Set task
Rescale the items from the line that contains "Point out the dirt" through the last item, and write those lines out again, requests included. In the answers, multiply every point coordinate by 1.8 and round to a whole number, rounding halves up; give only those lines.

Exercise material
----
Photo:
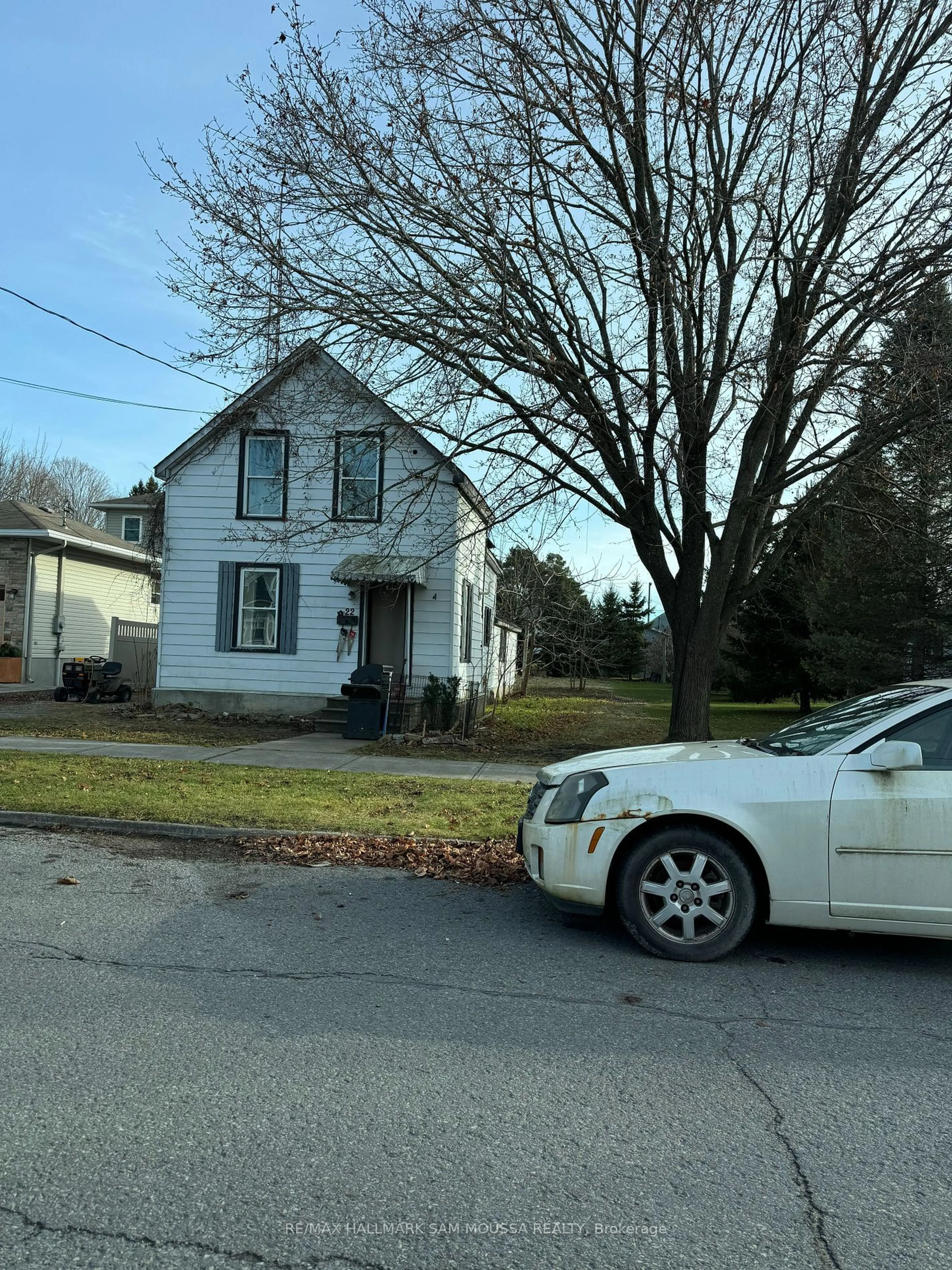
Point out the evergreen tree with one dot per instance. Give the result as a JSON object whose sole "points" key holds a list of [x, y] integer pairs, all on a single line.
{"points": [[881, 605], [767, 647], [612, 633]]}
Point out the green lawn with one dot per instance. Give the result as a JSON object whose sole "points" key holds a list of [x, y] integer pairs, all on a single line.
{"points": [[135, 789], [539, 730]]}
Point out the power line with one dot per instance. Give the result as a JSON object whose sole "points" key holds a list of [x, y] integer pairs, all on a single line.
{"points": [[111, 341], [94, 397]]}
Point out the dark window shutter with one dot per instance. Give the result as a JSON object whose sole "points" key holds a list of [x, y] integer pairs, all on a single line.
{"points": [[226, 606], [287, 624]]}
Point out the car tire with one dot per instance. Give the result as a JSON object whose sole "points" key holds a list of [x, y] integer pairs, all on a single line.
{"points": [[686, 895]]}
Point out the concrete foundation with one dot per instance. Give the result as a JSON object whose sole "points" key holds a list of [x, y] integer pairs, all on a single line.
{"points": [[242, 703]]}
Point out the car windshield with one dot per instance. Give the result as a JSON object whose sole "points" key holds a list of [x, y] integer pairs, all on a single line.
{"points": [[826, 728]]}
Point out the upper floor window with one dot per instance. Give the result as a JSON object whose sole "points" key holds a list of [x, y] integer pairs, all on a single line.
{"points": [[358, 477], [263, 477], [133, 529], [466, 623]]}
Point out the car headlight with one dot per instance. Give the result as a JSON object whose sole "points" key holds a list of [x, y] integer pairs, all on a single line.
{"points": [[574, 795]]}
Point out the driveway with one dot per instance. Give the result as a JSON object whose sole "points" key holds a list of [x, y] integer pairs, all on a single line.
{"points": [[216, 1065]]}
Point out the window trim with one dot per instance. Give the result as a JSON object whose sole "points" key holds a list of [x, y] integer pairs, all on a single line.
{"points": [[466, 624], [133, 517], [240, 567], [380, 437], [488, 625], [244, 437]]}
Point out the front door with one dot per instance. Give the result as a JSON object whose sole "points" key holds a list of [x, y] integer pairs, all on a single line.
{"points": [[387, 611], [892, 832]]}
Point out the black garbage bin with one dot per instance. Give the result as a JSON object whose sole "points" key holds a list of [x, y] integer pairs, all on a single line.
{"points": [[367, 695]]}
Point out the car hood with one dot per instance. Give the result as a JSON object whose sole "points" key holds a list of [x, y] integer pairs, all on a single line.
{"points": [[636, 756]]}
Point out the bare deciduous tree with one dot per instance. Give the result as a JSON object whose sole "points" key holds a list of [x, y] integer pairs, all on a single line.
{"points": [[633, 254], [32, 477]]}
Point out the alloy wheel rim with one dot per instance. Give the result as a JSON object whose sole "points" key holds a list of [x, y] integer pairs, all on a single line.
{"points": [[686, 896]]}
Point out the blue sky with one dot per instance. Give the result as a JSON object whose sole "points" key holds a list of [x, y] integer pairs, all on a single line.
{"points": [[86, 87]]}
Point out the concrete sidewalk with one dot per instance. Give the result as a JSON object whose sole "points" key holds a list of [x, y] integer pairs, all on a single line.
{"points": [[313, 752]]}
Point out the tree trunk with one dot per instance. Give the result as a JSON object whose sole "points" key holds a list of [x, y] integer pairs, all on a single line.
{"points": [[529, 648], [694, 664]]}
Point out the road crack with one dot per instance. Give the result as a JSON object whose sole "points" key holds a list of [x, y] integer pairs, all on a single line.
{"points": [[55, 953], [815, 1215], [35, 1226]]}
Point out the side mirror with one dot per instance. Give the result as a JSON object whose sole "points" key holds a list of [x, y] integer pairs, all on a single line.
{"points": [[897, 756]]}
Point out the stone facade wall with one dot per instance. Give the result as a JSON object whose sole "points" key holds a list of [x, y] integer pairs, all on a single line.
{"points": [[13, 577]]}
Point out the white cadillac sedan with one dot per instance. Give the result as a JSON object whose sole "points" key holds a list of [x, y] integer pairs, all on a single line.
{"points": [[842, 820]]}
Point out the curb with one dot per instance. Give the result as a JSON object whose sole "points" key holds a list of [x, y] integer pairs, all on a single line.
{"points": [[173, 830], [147, 828]]}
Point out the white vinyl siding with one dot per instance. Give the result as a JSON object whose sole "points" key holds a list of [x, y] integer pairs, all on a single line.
{"points": [[42, 642], [133, 529], [200, 533], [93, 594]]}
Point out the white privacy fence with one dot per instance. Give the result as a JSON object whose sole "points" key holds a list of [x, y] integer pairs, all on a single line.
{"points": [[136, 646]]}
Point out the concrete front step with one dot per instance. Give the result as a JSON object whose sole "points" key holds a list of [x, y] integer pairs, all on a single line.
{"points": [[333, 718]]}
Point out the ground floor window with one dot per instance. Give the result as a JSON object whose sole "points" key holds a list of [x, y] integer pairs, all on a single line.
{"points": [[258, 607]]}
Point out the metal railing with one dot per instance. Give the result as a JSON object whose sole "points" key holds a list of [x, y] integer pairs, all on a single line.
{"points": [[441, 704]]}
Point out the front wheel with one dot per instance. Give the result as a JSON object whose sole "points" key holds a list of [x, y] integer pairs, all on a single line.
{"points": [[687, 895]]}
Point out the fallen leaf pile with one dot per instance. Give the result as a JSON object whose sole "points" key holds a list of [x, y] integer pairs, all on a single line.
{"points": [[488, 864]]}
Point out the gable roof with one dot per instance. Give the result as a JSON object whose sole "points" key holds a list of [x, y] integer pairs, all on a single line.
{"points": [[311, 351], [29, 520]]}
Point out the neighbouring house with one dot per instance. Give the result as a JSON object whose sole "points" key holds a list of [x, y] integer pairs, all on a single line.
{"points": [[310, 530], [127, 519], [658, 649], [64, 587]]}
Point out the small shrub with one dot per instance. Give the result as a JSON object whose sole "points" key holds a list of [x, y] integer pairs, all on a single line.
{"points": [[438, 701]]}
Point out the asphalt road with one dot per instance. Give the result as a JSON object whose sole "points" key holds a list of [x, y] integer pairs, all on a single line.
{"points": [[197, 1070]]}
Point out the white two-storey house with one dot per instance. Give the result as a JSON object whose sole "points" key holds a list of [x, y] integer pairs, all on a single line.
{"points": [[309, 530]]}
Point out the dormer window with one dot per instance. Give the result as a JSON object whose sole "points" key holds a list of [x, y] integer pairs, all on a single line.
{"points": [[358, 477], [263, 469], [133, 529]]}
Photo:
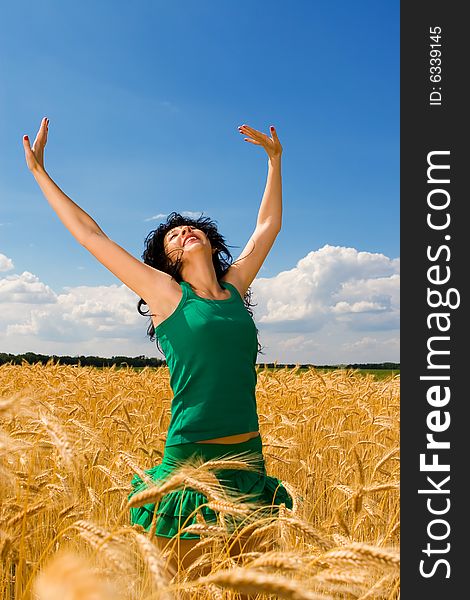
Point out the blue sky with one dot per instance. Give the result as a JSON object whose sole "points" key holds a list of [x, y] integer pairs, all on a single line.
{"points": [[144, 100]]}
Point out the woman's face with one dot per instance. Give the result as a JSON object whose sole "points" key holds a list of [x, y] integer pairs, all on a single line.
{"points": [[185, 239]]}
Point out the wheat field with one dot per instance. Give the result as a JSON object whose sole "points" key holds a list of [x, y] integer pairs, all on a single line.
{"points": [[72, 437]]}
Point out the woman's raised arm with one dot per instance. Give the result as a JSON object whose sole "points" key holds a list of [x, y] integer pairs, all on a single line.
{"points": [[143, 279]]}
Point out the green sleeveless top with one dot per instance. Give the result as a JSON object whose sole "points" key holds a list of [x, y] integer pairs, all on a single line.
{"points": [[210, 348]]}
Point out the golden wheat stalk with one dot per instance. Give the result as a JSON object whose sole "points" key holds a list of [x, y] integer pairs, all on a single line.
{"points": [[252, 581]]}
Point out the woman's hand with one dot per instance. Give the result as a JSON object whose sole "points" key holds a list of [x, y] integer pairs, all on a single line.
{"points": [[272, 145], [35, 155]]}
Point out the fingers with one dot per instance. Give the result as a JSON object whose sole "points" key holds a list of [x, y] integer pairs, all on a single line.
{"points": [[252, 141], [41, 137], [254, 133]]}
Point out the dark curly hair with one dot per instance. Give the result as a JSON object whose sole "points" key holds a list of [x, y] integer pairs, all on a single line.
{"points": [[154, 255]]}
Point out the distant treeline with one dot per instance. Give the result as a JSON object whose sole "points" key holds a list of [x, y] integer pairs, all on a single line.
{"points": [[145, 361]]}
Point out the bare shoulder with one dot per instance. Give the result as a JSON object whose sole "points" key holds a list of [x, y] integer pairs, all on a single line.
{"points": [[164, 299]]}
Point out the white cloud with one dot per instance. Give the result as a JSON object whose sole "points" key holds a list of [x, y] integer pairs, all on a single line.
{"points": [[337, 305], [25, 288], [6, 264], [326, 299]]}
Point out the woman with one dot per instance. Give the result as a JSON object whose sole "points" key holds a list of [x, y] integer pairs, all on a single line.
{"points": [[199, 313]]}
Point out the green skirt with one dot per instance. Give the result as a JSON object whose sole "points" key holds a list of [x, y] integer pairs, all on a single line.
{"points": [[177, 509]]}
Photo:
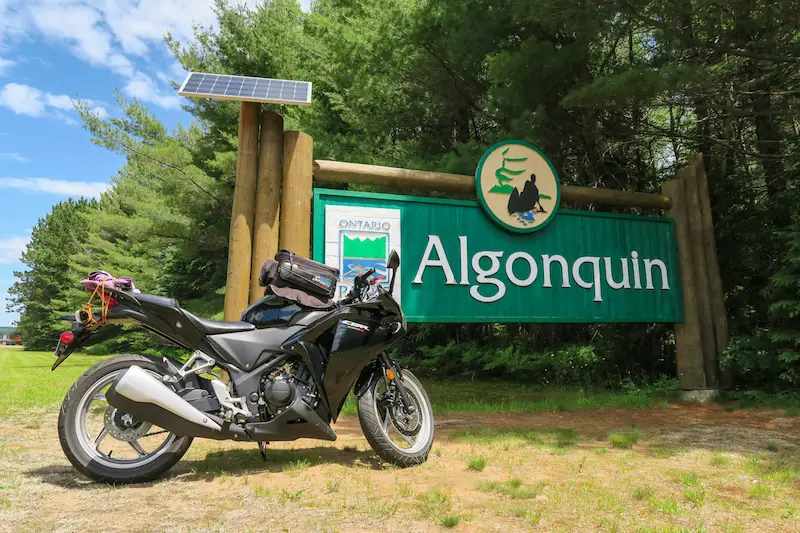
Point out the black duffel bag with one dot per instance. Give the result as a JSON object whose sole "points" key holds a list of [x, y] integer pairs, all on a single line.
{"points": [[291, 270]]}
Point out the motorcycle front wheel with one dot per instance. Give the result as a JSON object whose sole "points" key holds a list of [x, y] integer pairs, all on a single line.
{"points": [[108, 445], [399, 437]]}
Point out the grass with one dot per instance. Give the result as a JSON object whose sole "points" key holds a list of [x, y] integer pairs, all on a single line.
{"points": [[624, 439], [685, 484], [22, 374], [641, 493], [695, 496], [450, 520], [719, 461], [555, 438], [759, 491], [513, 488], [261, 491], [434, 503], [477, 464], [27, 382], [291, 496], [689, 480], [297, 465], [668, 506]]}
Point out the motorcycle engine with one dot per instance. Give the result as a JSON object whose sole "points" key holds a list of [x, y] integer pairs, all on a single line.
{"points": [[282, 385]]}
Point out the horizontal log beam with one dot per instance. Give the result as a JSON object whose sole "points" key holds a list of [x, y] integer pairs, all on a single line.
{"points": [[402, 178]]}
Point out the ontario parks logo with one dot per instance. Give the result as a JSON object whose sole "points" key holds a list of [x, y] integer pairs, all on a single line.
{"points": [[517, 186]]}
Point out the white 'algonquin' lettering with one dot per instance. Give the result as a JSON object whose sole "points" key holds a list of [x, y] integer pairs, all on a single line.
{"points": [[585, 271]]}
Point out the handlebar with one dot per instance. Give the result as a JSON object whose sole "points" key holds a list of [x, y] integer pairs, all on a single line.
{"points": [[359, 283]]}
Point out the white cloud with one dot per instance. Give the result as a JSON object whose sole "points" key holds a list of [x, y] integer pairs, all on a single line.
{"points": [[13, 156], [5, 65], [11, 248], [143, 87], [110, 34], [27, 100], [64, 188]]}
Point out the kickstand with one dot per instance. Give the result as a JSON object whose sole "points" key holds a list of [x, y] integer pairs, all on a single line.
{"points": [[262, 448]]}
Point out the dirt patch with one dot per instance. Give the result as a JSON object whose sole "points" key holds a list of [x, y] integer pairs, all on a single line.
{"points": [[343, 486]]}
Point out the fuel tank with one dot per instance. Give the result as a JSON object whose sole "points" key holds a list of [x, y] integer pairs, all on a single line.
{"points": [[273, 310]]}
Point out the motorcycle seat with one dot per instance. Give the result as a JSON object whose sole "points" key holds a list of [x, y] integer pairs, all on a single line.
{"points": [[214, 327], [208, 327]]}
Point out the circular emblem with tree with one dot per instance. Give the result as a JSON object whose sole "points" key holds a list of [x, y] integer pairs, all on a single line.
{"points": [[517, 186]]}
----
Correct answer
Point out the dirt patch with one dot per instance. Give the result as a JSON object whose sole "points" key holds a list of [x, y] integer pairs, all on a single line.
{"points": [[617, 875]]}
Point out the fuel tank with one dot per instance. Give the result as a JSON object whose sole "points" key holds a list of [x, y] integer pairs, all on a single line.
{"points": [[491, 558]]}
Point out the motorcycle seat with one dot per instance. Give the result as a JSON object whose sole "points" key holds a list of [x, y] integer pairs, all on a single line.
{"points": [[385, 589], [374, 589]]}
Point out the circular emblem with tree with one dot per instance. Give the result as a JSON object whose sole "points" key holds a list of [x, y] integer pairs, all on a single line.
{"points": [[931, 335]]}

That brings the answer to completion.